Print the whole listing below unchanged, line for line, and leave the pictures out.

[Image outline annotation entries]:
--------------------------------------------------
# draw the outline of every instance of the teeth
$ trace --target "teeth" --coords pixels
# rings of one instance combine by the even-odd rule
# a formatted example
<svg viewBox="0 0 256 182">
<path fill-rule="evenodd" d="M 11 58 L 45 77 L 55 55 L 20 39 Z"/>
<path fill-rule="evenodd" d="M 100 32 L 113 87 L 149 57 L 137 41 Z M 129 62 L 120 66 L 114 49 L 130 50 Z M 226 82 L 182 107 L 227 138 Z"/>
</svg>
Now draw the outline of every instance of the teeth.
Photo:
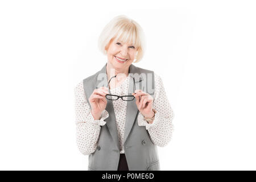
<svg viewBox="0 0 256 182">
<path fill-rule="evenodd" d="M 116 57 L 116 56 L 115 56 L 115 57 L 117 59 L 118 59 L 118 60 L 121 61 L 125 61 L 126 60 L 126 59 L 119 59 L 118 57 Z"/>
</svg>

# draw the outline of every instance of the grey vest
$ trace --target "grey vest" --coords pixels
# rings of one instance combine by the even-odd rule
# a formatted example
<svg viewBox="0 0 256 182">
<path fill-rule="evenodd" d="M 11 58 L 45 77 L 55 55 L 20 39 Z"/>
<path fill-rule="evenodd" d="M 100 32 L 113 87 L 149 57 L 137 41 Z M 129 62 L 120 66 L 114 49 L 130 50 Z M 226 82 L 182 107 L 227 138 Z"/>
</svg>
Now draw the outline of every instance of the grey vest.
<svg viewBox="0 0 256 182">
<path fill-rule="evenodd" d="M 84 88 L 87 101 L 96 86 L 108 85 L 106 65 L 96 74 L 84 80 Z M 131 74 L 130 74 L 131 73 Z M 137 74 L 135 74 L 137 73 Z M 142 87 L 143 82 L 147 81 L 143 75 L 151 73 L 151 83 Z M 141 89 L 151 96 L 154 93 L 154 72 L 137 67 L 133 64 L 129 67 L 130 79 L 129 94 Z M 142 75 L 141 75 L 142 74 Z M 141 76 L 140 76 L 141 75 Z M 119 98 L 121 99 L 121 98 Z M 101 132 L 96 151 L 89 155 L 88 170 L 117 171 L 120 157 L 120 148 L 117 133 L 115 113 L 113 102 L 108 100 L 106 110 L 109 116 L 105 121 L 106 123 L 101 126 Z M 123 101 L 125 102 L 125 101 Z M 145 126 L 139 126 L 137 117 L 139 111 L 136 100 L 127 102 L 126 120 L 124 134 L 124 150 L 130 171 L 160 170 L 157 147 L 155 145 Z"/>
</svg>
--------------------------------------------------
[TASK OUTPUT]:
# draw the outline of every instance of the teeth
$ trace --target "teeth" --coords pixels
# rings of one instance combine by the even-odd rule
# a formatted example
<svg viewBox="0 0 256 182">
<path fill-rule="evenodd" d="M 11 58 L 45 77 L 55 55 L 20 39 Z"/>
<path fill-rule="evenodd" d="M 100 32 L 113 87 L 149 57 L 137 41 Z M 129 62 L 120 66 L 114 49 L 130 50 Z M 226 82 L 182 107 L 227 138 Z"/>
</svg>
Now draw the outline of every instance of the teeth.
Photo:
<svg viewBox="0 0 256 182">
<path fill-rule="evenodd" d="M 116 57 L 116 56 L 115 56 L 115 57 L 117 59 L 118 59 L 118 60 L 121 61 L 125 61 L 126 60 L 126 59 L 119 59 L 118 57 Z"/>
</svg>

# draw the outline of every instance of the grey vest
$ trace --target "grey vest" --coords pixels
# rings of one instance combine by the even-odd rule
# a formatted example
<svg viewBox="0 0 256 182">
<path fill-rule="evenodd" d="M 11 58 L 45 77 L 55 55 L 20 39 Z"/>
<path fill-rule="evenodd" d="M 100 32 L 113 87 L 149 57 L 137 41 Z M 129 62 L 120 66 L 114 49 L 130 50 Z M 226 82 L 182 107 L 227 138 Z"/>
</svg>
Now draw the outline of every instance of the grey vest.
<svg viewBox="0 0 256 182">
<path fill-rule="evenodd" d="M 84 88 L 87 101 L 96 86 L 108 85 L 106 65 L 96 74 L 84 80 Z M 131 74 L 130 74 L 131 73 Z M 137 74 L 135 74 L 137 73 Z M 142 87 L 143 82 L 147 81 L 143 75 L 151 73 L 151 83 Z M 141 89 L 151 96 L 154 93 L 154 72 L 137 67 L 133 64 L 129 67 L 130 79 L 129 94 Z M 142 75 L 141 75 L 142 74 Z M 141 76 L 140 76 L 141 75 Z M 119 98 L 121 99 L 121 98 Z M 101 132 L 96 151 L 89 155 L 88 170 L 117 171 L 120 157 L 120 148 L 117 133 L 115 113 L 113 102 L 108 100 L 106 110 L 109 116 L 105 121 L 106 123 L 101 126 Z M 123 101 L 125 102 L 125 101 Z M 145 126 L 139 126 L 137 117 L 139 111 L 136 100 L 127 102 L 126 120 L 124 134 L 124 150 L 130 171 L 160 170 L 157 147 L 155 145 Z"/>
</svg>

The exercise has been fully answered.